- **EXERCISE SET**
**1.** Give every shell command shown in the LinkLogic repository page, one per line.
**2.** Convert the records from the line containing "Could you please spot the roof" down to the end of the records into a Markdown table with columns named Row and Line, leaving out any blank lines.

Skip to content

niraj17singh/LinkLogic

Folders and files

NameName
Last commit message
Last commit date

Latest commit

 

History

13 Commits
 
 
 
 
 
 
 
 
 
 
 
 
 
 
 
 

Repository files navigation

LinkLogic

This is the code repository for the paper : LinkLogic: A New Method and Benchmark for Explainable Knowledge Graph Predictions.

Datasets

  • The FB13 dataset from OpenKE benchmark is present at dataset/FB13
  • The dataset/fb13_resplit resplits the test data in FB13 dataset for evaluation purposes mentioned in the paper.
  • The new FB14 dataset is present at dataset/fb14

Compute Knowledge Graph Embeddings

To train the ComplEx Decoder used in the paper, we used the DGL-KE library. For easy reproducibility of the experiments mentioned in the paper, we are sharing the trained embeddings using ComplEx decode for the fb13_resplit and fb14 datasets. To download the same run the following script from the root of the project:

brew install git-lfs
git lfs pull

LinkLogic Explanations

  1. Setup environment

    conda create -n linklogic python=3.8
    conda activate linklogic
  2. Update Parameters

    • To run the experiemnts configure the params at linklogic/params.json

    • It contains two set of params

      • io_params: Defines the params to read the dataset and save the outputs
      • linklogic_params: Defines the params used by linklogic to generate explanations
    • Description of the io_params

      • data_path: Path to the dataset.
      • save_path: Path to save the output of the run_linklogic.py
    • Description of the linklogic_params

      • dataset: Name of the dataset. Currently supports fb13_resplit, fb14
      • method: Name of the KGE embedding strategy. Currently supported ComplEx and TransE.

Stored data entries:

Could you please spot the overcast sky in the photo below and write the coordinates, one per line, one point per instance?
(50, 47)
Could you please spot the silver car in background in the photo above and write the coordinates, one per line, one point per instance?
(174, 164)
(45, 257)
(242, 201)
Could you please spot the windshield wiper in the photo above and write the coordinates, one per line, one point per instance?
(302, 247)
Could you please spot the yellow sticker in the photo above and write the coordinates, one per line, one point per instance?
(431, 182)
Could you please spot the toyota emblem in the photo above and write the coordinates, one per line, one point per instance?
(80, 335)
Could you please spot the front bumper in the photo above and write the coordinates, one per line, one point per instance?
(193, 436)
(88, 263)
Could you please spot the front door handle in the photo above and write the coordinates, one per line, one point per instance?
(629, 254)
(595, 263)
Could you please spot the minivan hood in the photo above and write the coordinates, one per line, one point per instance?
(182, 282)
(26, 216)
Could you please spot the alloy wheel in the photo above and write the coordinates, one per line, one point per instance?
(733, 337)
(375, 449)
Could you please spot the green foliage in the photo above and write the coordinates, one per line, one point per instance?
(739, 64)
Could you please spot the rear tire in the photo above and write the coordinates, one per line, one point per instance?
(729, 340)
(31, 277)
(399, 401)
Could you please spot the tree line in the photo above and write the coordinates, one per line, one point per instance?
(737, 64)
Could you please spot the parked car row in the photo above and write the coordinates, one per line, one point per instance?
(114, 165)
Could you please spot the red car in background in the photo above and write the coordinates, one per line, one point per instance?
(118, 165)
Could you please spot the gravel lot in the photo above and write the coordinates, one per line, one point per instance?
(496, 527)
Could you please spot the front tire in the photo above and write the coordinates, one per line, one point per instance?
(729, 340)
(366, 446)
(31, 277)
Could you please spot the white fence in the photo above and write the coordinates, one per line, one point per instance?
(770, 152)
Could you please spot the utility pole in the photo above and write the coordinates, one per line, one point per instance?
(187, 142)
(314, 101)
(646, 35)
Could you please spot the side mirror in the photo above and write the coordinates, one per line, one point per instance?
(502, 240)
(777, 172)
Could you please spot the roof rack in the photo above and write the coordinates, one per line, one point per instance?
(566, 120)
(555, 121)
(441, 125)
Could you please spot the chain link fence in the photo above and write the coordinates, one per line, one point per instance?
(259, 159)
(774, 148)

- **RESPONSES IN ORDER**
**1.**
brew install git-lfs
git lfs pull
conda create -n linklogic python=3.8
conda activate linklogic

**2.**
| Row | Line |
|---|---|
| 1 | Could you please spot the roof rack in the photo above and write the coordinates, one per line, one point per instance? |
| 2 | (566, 120) |
| 3 | (555, 121) |
| 4 | (441, 125) |
| 5 | Could you please spot the chain link fence in the photo above and write the coordinates, one per line, one point per instance? |
| 6 | (259, 159) |
| 7 | (774, 148) |